- [Work to complete]:
Starting at the beginning of the material, reproduce each line word for word through the line that contains "<point>294,60</point>", and stop there. Leave out the pictures.

★ ★ ★ ★ ★ ★ ★

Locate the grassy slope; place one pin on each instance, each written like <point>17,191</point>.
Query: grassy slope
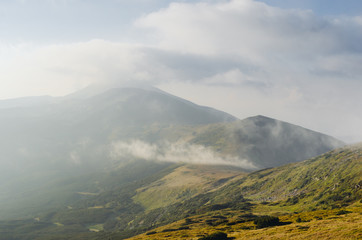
<point>183,183</point>
<point>314,190</point>
<point>322,224</point>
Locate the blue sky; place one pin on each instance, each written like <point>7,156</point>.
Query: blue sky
<point>295,60</point>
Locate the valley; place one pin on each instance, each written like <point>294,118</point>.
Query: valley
<point>132,161</point>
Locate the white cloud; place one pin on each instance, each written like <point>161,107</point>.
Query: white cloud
<point>240,56</point>
<point>174,152</point>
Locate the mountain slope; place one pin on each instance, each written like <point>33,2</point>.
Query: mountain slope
<point>266,142</point>
<point>314,196</point>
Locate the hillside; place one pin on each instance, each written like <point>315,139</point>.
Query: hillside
<point>317,198</point>
<point>320,196</point>
<point>98,161</point>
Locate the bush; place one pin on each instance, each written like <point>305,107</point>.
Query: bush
<point>216,236</point>
<point>266,221</point>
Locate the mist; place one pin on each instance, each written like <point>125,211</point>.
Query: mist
<point>176,153</point>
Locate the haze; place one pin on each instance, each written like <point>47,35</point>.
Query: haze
<point>299,61</point>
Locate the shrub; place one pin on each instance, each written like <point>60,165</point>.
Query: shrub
<point>266,221</point>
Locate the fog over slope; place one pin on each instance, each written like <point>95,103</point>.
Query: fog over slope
<point>48,140</point>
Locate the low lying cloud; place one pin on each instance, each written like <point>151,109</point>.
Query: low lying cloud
<point>174,152</point>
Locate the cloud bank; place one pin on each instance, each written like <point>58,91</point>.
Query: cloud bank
<point>174,152</point>
<point>241,56</point>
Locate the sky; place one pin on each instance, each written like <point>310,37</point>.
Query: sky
<point>294,60</point>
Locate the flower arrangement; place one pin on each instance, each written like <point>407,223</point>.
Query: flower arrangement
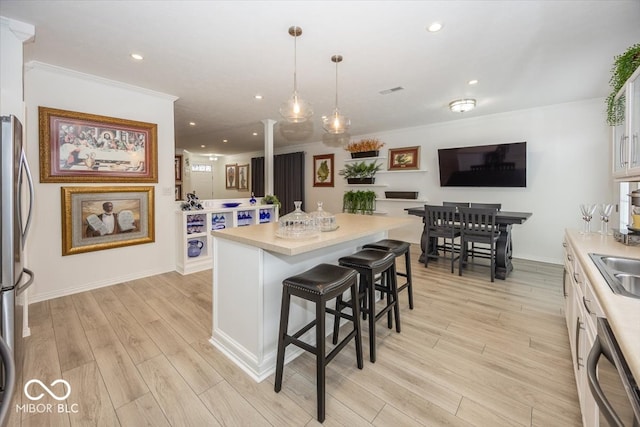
<point>366,144</point>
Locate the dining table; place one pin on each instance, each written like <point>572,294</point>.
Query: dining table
<point>504,247</point>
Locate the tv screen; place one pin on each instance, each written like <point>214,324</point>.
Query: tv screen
<point>499,165</point>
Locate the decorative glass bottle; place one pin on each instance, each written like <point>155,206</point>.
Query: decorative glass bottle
<point>297,224</point>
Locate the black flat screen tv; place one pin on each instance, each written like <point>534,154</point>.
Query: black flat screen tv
<point>498,165</point>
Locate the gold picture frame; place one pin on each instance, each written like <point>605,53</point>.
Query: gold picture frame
<point>97,218</point>
<point>404,158</point>
<point>80,147</point>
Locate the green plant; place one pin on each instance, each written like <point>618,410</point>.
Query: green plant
<point>360,169</point>
<point>623,67</point>
<point>367,144</point>
<point>269,199</point>
<point>363,202</point>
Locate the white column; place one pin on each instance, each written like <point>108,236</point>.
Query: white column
<point>12,35</point>
<point>268,155</point>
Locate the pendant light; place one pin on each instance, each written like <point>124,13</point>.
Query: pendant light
<point>295,109</point>
<point>335,123</point>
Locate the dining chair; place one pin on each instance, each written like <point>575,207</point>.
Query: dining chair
<point>440,223</point>
<point>482,251</point>
<point>478,225</point>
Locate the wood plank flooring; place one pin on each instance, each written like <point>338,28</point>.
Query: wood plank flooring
<point>471,353</point>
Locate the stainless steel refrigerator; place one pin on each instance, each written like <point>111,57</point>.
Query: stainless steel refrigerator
<point>16,206</point>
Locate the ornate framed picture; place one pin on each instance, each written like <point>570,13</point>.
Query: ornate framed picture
<point>243,177</point>
<point>323,170</point>
<point>97,218</point>
<point>404,158</point>
<point>231,176</point>
<point>80,147</point>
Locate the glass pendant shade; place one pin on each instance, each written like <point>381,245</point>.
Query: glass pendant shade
<point>295,109</point>
<point>336,123</point>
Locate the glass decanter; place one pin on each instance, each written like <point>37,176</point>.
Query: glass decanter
<point>297,224</point>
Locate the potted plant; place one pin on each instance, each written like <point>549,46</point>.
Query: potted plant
<point>623,67</point>
<point>362,202</point>
<point>368,147</point>
<point>269,199</point>
<point>360,172</point>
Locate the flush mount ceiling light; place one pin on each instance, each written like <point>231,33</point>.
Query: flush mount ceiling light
<point>462,105</point>
<point>295,109</point>
<point>335,123</point>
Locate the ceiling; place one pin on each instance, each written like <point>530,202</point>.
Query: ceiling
<point>215,56</point>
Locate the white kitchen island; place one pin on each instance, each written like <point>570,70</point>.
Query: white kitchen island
<point>249,265</point>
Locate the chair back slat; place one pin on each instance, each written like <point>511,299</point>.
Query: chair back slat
<point>496,206</point>
<point>478,220</point>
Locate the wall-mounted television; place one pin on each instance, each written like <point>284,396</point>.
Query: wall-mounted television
<point>498,165</point>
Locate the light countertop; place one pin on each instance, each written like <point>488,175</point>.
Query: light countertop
<point>350,226</point>
<point>623,313</point>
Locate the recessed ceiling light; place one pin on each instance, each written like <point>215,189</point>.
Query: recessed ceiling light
<point>435,27</point>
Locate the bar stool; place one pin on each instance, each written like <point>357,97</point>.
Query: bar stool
<point>399,248</point>
<point>369,263</point>
<point>319,284</point>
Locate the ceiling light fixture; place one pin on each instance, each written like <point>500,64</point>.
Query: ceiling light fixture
<point>335,122</point>
<point>295,109</point>
<point>462,105</point>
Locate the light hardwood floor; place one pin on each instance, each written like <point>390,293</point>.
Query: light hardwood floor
<point>471,353</point>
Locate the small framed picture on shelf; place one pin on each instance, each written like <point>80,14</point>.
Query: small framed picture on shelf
<point>231,174</point>
<point>323,170</point>
<point>404,158</point>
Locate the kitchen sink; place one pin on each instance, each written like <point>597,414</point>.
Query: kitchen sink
<point>622,274</point>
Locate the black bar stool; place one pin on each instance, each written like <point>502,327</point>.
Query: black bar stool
<point>369,263</point>
<point>319,284</point>
<point>399,248</point>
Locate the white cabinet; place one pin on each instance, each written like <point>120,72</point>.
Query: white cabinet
<point>626,144</point>
<point>581,310</point>
<point>194,232</point>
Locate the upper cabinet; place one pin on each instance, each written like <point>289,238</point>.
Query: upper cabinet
<point>626,147</point>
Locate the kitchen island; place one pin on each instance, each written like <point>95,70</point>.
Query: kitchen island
<point>249,265</point>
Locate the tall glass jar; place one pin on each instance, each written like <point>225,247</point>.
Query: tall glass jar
<point>325,220</point>
<point>297,224</point>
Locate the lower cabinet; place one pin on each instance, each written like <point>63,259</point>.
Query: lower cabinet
<point>194,228</point>
<point>581,310</point>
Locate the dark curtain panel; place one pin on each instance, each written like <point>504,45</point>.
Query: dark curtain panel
<point>288,177</point>
<point>257,176</point>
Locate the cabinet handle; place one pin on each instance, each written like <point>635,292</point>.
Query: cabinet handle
<point>578,358</point>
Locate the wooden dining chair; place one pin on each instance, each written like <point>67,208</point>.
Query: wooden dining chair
<point>440,223</point>
<point>478,225</point>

★ ★ ★ ★ ★ ★ ★

- [Reply to the exercise]:
Locate the grassy slope; place one pin on each instance, each written like <point>17,191</point>.
Query: grassy slope
<point>183,183</point>
<point>314,190</point>
<point>322,224</point>
Locate the blue sky; place one pin on each instance, each written like <point>7,156</point>.
Query: blue sky
<point>295,60</point>
Locate the valley; place one pin on each instance, each written like <point>294,118</point>.
Query: valley
<point>132,161</point>
Locate the white cloud; place one pin on each instance, each written like <point>161,107</point>.
Query: white cloud
<point>240,56</point>
<point>174,152</point>
Locate the mountain slope; place one pin on each instance, each written like <point>33,2</point>.
Query: mountain slope
<point>266,142</point>
<point>314,196</point>
Locate the hillside; place one pin on each instance, each written like <point>315,139</point>.
Query: hillside
<point>317,198</point>
<point>320,196</point>
<point>98,161</point>
Locate the bush; place one pin on each instance, each written like <point>305,107</point>.
Query: bush
<point>216,236</point>
<point>266,221</point>
Locate the mist; place one pin on each instance, each written like <point>125,211</point>.
Query: mist
<point>176,153</point>
Locate the haze; place one pin on each instance, each written like <point>47,35</point>.
Query: haze
<point>299,61</point>
Locate the shrub; place one pin on each instance, each written like <point>60,165</point>.
Query: shrub
<point>266,221</point>
Locate the fog over slope; place one pin on each instance, each written like <point>95,103</point>.
Query: fog over slope
<point>48,140</point>
Locate the low lying cloud; place one pin on each instance, each written like <point>151,109</point>.
Query: low lying cloud
<point>174,152</point>
Locate the cloud bank; place one pin on each instance, each written like <point>58,91</point>.
Query: cloud bank
<point>174,152</point>
<point>241,56</point>
Locate the sky; place one pin on each instance, each written like <point>310,37</point>.
Query: sky
<point>294,60</point>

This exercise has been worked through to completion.